» **Permintaan Tugas**: Tuliskan kembali tanpa perubahan bagian entri mulai dari baris yang memuat "written like (54,54)." sampai akhir entri, termasuk kedua ujungnya.
-------- Entri yang Diberikan
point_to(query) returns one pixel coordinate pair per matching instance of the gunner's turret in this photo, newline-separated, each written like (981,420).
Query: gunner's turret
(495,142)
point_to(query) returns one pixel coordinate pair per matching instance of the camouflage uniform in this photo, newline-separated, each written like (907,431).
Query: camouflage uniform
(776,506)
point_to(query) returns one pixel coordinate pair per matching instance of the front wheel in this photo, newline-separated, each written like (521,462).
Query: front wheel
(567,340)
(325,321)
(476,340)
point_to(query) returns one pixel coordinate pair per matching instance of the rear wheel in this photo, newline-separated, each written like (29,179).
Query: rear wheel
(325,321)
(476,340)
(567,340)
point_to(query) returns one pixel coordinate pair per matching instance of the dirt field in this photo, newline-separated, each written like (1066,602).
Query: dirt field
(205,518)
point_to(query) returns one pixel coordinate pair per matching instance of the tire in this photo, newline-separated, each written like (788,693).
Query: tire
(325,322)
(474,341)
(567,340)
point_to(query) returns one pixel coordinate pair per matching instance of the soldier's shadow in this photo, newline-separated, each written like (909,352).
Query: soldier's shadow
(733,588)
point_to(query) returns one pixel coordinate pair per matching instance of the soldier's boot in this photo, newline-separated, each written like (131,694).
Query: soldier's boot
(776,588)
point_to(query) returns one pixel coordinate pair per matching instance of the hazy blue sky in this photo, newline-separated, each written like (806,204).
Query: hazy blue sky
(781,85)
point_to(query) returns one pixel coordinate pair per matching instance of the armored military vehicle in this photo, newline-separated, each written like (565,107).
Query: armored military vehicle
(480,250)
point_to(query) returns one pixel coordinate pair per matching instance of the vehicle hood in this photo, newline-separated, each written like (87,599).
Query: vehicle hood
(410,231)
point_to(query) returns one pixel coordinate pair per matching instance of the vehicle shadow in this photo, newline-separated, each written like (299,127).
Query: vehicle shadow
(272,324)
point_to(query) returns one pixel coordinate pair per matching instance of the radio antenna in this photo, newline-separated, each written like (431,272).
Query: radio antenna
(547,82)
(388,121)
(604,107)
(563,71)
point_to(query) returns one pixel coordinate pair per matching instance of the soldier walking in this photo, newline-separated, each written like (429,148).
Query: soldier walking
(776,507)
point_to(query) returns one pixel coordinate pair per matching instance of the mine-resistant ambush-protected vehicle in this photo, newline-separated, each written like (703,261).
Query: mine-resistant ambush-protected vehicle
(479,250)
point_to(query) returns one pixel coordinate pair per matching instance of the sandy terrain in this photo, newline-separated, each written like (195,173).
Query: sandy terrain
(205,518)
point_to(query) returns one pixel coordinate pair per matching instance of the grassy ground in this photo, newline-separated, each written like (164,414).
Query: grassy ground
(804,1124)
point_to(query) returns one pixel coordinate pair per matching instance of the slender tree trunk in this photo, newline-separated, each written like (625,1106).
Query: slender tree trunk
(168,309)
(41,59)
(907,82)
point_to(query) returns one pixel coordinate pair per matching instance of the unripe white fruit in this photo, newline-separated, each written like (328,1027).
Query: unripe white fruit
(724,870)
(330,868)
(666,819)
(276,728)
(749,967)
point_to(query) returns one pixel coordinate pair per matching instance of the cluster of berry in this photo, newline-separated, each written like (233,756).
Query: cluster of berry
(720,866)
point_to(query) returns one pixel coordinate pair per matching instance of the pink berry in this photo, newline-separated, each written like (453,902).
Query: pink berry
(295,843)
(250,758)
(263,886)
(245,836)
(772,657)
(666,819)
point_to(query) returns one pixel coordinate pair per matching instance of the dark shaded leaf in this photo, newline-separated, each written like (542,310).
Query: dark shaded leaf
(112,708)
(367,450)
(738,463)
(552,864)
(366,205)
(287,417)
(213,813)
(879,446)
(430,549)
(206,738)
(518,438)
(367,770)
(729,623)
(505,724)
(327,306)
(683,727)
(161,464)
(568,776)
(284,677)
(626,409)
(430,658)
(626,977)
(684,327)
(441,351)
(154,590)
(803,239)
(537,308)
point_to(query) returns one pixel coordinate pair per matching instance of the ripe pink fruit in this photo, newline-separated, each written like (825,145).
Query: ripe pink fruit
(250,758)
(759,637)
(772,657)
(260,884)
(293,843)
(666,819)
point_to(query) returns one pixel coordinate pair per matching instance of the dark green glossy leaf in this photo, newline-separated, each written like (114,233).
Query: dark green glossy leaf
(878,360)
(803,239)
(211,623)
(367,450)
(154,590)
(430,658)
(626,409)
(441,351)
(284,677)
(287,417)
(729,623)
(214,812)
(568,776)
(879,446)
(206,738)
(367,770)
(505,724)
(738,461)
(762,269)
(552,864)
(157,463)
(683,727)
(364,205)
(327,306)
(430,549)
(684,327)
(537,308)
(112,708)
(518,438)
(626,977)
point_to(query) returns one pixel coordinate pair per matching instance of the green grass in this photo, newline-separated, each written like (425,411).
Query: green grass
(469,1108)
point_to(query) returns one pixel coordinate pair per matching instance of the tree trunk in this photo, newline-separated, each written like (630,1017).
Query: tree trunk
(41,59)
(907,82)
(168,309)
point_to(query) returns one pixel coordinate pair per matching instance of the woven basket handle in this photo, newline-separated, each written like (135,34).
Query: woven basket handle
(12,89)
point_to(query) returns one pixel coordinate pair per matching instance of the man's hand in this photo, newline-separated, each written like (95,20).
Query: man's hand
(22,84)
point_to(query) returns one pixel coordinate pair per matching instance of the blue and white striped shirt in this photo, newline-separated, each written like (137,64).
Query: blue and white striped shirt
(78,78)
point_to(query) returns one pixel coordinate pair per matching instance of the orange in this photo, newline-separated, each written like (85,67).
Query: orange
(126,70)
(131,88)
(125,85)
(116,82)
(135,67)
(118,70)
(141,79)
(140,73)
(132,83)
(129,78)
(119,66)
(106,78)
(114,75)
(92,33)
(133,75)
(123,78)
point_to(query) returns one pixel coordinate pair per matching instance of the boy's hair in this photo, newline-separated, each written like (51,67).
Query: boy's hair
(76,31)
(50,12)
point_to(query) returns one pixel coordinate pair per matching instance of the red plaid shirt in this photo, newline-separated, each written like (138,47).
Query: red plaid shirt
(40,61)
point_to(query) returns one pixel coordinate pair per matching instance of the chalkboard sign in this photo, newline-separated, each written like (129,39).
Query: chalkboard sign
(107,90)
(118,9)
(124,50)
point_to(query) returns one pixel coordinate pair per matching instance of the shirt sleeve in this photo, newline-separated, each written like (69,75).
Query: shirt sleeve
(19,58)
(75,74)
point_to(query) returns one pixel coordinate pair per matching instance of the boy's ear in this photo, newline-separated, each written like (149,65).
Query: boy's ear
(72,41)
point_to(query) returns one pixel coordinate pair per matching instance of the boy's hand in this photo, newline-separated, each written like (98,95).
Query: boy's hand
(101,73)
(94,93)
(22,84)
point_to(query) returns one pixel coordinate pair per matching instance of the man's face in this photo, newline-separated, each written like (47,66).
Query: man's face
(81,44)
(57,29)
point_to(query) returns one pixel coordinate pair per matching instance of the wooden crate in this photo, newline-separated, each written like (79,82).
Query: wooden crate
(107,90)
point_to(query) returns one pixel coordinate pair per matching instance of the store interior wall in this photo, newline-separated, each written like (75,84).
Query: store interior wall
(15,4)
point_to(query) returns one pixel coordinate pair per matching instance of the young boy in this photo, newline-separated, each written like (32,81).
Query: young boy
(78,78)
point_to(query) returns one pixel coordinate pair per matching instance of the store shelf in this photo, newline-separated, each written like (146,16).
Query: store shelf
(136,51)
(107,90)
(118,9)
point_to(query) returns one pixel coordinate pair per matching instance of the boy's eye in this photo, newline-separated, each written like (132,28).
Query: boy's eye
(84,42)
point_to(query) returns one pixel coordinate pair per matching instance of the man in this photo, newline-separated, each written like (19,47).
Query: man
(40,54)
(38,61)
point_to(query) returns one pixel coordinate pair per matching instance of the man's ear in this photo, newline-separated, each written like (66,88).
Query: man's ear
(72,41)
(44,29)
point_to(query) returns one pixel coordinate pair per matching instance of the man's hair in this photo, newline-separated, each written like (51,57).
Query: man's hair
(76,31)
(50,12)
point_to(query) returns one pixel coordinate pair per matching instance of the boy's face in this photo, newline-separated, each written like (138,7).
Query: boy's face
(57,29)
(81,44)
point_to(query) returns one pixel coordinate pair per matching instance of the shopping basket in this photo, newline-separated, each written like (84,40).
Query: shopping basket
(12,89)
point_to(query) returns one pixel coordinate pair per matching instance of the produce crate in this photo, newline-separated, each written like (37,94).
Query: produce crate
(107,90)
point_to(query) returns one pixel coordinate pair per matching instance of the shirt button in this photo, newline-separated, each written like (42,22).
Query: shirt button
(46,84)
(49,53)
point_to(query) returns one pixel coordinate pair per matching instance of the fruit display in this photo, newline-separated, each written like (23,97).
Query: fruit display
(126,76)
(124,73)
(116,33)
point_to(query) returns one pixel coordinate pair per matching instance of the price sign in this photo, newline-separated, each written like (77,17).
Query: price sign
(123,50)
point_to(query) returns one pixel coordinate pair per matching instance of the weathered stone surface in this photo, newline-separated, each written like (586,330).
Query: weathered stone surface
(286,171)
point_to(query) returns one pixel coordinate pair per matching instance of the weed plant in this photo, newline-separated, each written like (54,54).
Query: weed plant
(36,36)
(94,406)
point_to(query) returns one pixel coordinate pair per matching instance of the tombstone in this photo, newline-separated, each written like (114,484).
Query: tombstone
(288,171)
----------------
» **Jawaban**:
point_to(query) returns one pixel coordinate pair per matching instance of the weed plant in this photo, newline-separated, each written like (54,54).
Query: weed plant
(36,36)
(94,406)
point_to(query) returns one pixel coordinate pair per matching instance of the tombstone in this photo, newline-separated, each written like (114,484).
Query: tombstone
(288,171)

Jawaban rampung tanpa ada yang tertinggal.